* DOKUMENTTEXT
"""

Eine Annäherung an die Graphic Novel

Der Sammelband „Bild ist Text ist Bild“ untersucht Narration und Ästhetik einer hybriden Gattung

Von Stephanie KeuneckeRSS-Newsfeed neuer Artikel von Stephanie Keunecke

Besprochene Bücher / Literaturhinweise

Die Graphic Novel ist eine recht junge Gattung, die im deutschsprachigen Raum erst in den letzten Jahren Beachtung gefunden hat; in Frankreich, England und den USA hingegen ist sie bereits seit Längerem etabliert. Als Hybridform zwischen Bild und Text ist die Graphic Novel sowohl für die Literatur- als auch für die Bild- und Medienwissenschaft interessant. Die Auseinandersetzung mit den Relationen zwischen Bild und Text erfordert interdisziplinäre bzw. medienüberschreitende Herangehensweisen, weshalb eine Zusammenführung von Expertisen aus unterschiedlichen Disziplinen dringend geboten scheint.

"""

* KURZE AUFGABE A
Zählen Sie, wie viele Zeilen der folgenden Datensätze die Zeichenfolge „cabinet“ enthalten, und nennen Sie ausschließlich die Zahl.

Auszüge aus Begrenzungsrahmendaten
"""

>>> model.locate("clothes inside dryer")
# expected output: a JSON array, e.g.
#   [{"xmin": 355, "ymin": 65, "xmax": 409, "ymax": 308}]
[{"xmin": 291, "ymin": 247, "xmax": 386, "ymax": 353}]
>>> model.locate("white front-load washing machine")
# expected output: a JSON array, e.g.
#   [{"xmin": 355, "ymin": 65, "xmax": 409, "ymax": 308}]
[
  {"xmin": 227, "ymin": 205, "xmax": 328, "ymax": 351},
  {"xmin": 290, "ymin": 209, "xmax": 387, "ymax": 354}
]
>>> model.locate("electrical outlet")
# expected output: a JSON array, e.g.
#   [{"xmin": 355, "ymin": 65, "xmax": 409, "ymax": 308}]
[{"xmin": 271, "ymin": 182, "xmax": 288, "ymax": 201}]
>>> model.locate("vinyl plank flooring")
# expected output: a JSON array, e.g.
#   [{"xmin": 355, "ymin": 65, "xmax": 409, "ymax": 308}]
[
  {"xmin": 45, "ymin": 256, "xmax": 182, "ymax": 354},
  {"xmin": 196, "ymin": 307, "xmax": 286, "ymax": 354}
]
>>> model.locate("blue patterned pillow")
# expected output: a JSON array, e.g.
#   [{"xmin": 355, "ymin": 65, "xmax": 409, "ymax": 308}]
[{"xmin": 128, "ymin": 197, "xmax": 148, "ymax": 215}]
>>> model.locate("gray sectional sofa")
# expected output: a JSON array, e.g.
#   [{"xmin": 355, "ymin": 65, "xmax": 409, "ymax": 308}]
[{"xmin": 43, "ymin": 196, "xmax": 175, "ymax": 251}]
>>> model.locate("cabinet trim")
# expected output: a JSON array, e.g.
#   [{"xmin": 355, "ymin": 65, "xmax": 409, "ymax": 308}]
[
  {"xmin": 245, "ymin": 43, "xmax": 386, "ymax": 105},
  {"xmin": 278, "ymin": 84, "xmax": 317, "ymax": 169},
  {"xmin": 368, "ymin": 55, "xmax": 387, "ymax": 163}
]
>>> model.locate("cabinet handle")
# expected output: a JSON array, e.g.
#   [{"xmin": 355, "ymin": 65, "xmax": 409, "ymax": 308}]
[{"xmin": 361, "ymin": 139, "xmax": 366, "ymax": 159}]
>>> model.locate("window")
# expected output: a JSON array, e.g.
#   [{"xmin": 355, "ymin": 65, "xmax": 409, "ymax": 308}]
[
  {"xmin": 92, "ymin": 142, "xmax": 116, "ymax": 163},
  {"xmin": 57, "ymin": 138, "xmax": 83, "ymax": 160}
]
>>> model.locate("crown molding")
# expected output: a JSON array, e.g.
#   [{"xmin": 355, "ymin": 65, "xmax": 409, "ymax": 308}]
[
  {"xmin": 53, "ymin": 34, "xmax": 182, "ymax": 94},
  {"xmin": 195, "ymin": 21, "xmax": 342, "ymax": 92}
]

"""

* KURZE AUFGABE B
In welchen Ländern ist die Graphic Novel laut dem Text über die Graphic Novel bereits seit Längerem etabliert?

* SCHRIFTLICHE ANTWORT A
2

* SCHRIFTLICHE ANTWORT B
In Frankreich, England und den USA.